Z kolei Senegal musiał sobie poradzić nie tylko bez kontuzjowanego Sadio Mané, ale też bez Cheikhou Kouyate. Piłkarz Nottingham Forest był jednym z najlepszych zawodników „Lwów Terangi” przy okazji meczu z Holandią. Niestety musiał przedwcześnie opuścić boisko z powodu urazu, który uniemożliwił mu również występ w starciu z gospodarzami turnieju.

Jak można było się spodziewać, Senegalczycy przejęli inicjatywę na murawie Al Thumama Stadium. W pierwszej połowie skupiali się głównie na dośrodkowaniach, które długo nie skutkowały celnym strzałem. Próbowali także uderzeń z dystansu, ale przeważnie nie zmierzały one w stronę siatki. Możliwość objęcia prowadzenia nadeszła dopiero w 41. minucie, kiedy obrońca Kataru, Boualem Khoukhi, przewrócił się, próbując wybić piłkę. Futbolówka potoczyła się pod nogi Boulaye Dii, który zdobył pierwszą bramkę dla mistrzów Afryki na tych mistrzostwach.

Już niespełna trzy minuty po rozpoczęciu drugiej połowy Famara Diedhiou podwyższył prowadzenie Senegalu. Pięknie uderzył piłkę głową po dośrodkowaniu z rzutu rożnego i odnotował 11. bramkę w reprezentacji. Gol na 2:0 nieco ostudził dominację piłkarzy Aliou Cissé, w wyniku czego Katar operował bliżej bramki Edouarda Mendy’ego. Bramkarz Chelsea zrehabilitował się za słabszy występ przeciwko Holandii kilkoma efektownymi interwencjami.

Wygraną Senegalu 3:1 przypieczętował w 84. minucie Bamba Dieng, przez co „Lwy Terangi” wywalczyły pierwsze zwycięstwo reprezentantów Afryki. Jednocześnie Katar pozostał jedyną drużyną bez punktu w grupie A.

4. Katar dokonuje historycznego wyczynu

W przeciwieństwie do mało zachwycającej drugiej połowy meczu z Ekwadorem Katar próbował wykreować kilka akcji ofensywnych. W 34. minucie Katarczycy byli najbliżsi gola, kiedy Akram Afif upadł w polu karnym, będąc naciskanym przez Ismailę Sarra. Ku niezadowoleniu napastnika Al-Sadd, a wcześniej Villarrealu sędzia Mateu Lahoz nie potraktował wejścia Sarra jako faul. Sytuacja ta mogła wywołać wiele kontrowersji.

Późniejsza dobra dyspozycja bramkarza nie powstrzymała jednak Kataru przed zdobyciem pierwszej bramki na mistrzostwach świata. W 78. minucie Mohammed Muntari wykorzystał precyzyjną wrzutkę i trafił do siatki.

Materiał:
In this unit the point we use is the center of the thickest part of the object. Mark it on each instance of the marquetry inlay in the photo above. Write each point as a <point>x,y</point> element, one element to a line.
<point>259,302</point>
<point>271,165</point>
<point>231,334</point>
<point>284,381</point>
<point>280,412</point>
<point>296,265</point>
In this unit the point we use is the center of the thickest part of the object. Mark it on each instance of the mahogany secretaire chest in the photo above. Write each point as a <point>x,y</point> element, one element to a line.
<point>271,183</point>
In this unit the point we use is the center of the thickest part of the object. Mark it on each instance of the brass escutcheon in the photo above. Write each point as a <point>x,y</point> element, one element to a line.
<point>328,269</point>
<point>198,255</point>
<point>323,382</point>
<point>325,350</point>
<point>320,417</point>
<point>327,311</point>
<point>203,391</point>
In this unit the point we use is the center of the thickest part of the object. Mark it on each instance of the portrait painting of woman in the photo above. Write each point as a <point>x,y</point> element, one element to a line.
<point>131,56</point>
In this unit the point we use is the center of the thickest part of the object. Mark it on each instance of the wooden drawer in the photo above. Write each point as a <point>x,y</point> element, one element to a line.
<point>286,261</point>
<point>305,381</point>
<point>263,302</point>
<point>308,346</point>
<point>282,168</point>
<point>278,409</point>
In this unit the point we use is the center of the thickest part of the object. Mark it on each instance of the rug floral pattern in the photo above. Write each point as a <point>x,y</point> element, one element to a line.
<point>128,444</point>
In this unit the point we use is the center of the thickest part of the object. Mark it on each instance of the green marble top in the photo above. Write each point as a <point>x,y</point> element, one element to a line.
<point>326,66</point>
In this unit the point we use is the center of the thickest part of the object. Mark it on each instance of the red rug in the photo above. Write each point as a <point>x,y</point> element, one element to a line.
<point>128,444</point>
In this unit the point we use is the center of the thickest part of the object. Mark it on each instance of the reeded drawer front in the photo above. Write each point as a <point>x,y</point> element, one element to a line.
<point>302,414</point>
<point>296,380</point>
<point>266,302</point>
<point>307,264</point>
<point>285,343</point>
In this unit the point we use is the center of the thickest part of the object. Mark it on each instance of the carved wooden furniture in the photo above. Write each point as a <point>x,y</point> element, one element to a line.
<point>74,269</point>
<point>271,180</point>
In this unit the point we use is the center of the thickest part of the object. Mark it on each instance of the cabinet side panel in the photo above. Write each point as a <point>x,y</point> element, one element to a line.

Zestaw zadań:
a: Przepisz wpisy od wiersza zawierającego „of the carved” aż do końca wpisów włącznie, zamieniając „thickest” na „widest”, a resztę pozostawiając bez zmian.
b: Napisz dalszy ciąg tekstu o meczu Senegalu z Katarem, zaczynając od miejsca, w którym się kończy.
Tekst źródłowy i wpisy stanowią dwa odrębne materiały.

Odpowiedzi kolejno:
a:
In this unit the point we use is the center of the widest part of the object. Mark it on each instance of the carved wooden furniture in the photo above. Write each point as a <point>x,y</point> element, one element to a line.
<point>74,269</point>
<point>271,180</point>
In this unit the point we use is the center of the widest part of the object. Mark it on each instance of the cabinet side panel in the photo above. Write each point as a <point>x,y</point> element, one element to a line.

b:
Podopieczni Félixa Sáncheza Basa zaprezentowali się lepiej niż w meczu otwarcia. Zdobyli nawet gola, ale nie zmienia to faktu, że będą musieli zakończyć rywalizację na mundialu po trzech spotkaniach grupowych.

Wcześniej Katar został pierwszym gospodarzem mistrzostw, który przegrał na inaugurację turnieju. Teraz stał się też pierwszym gospodarzem, który poniósł porażkę w minimum dwóch meczach fazy grupowej. Natomiast „Lwy Terangi” mogą jeszcze powalczyć z Ekwadorem o awans z drugiego miejsca.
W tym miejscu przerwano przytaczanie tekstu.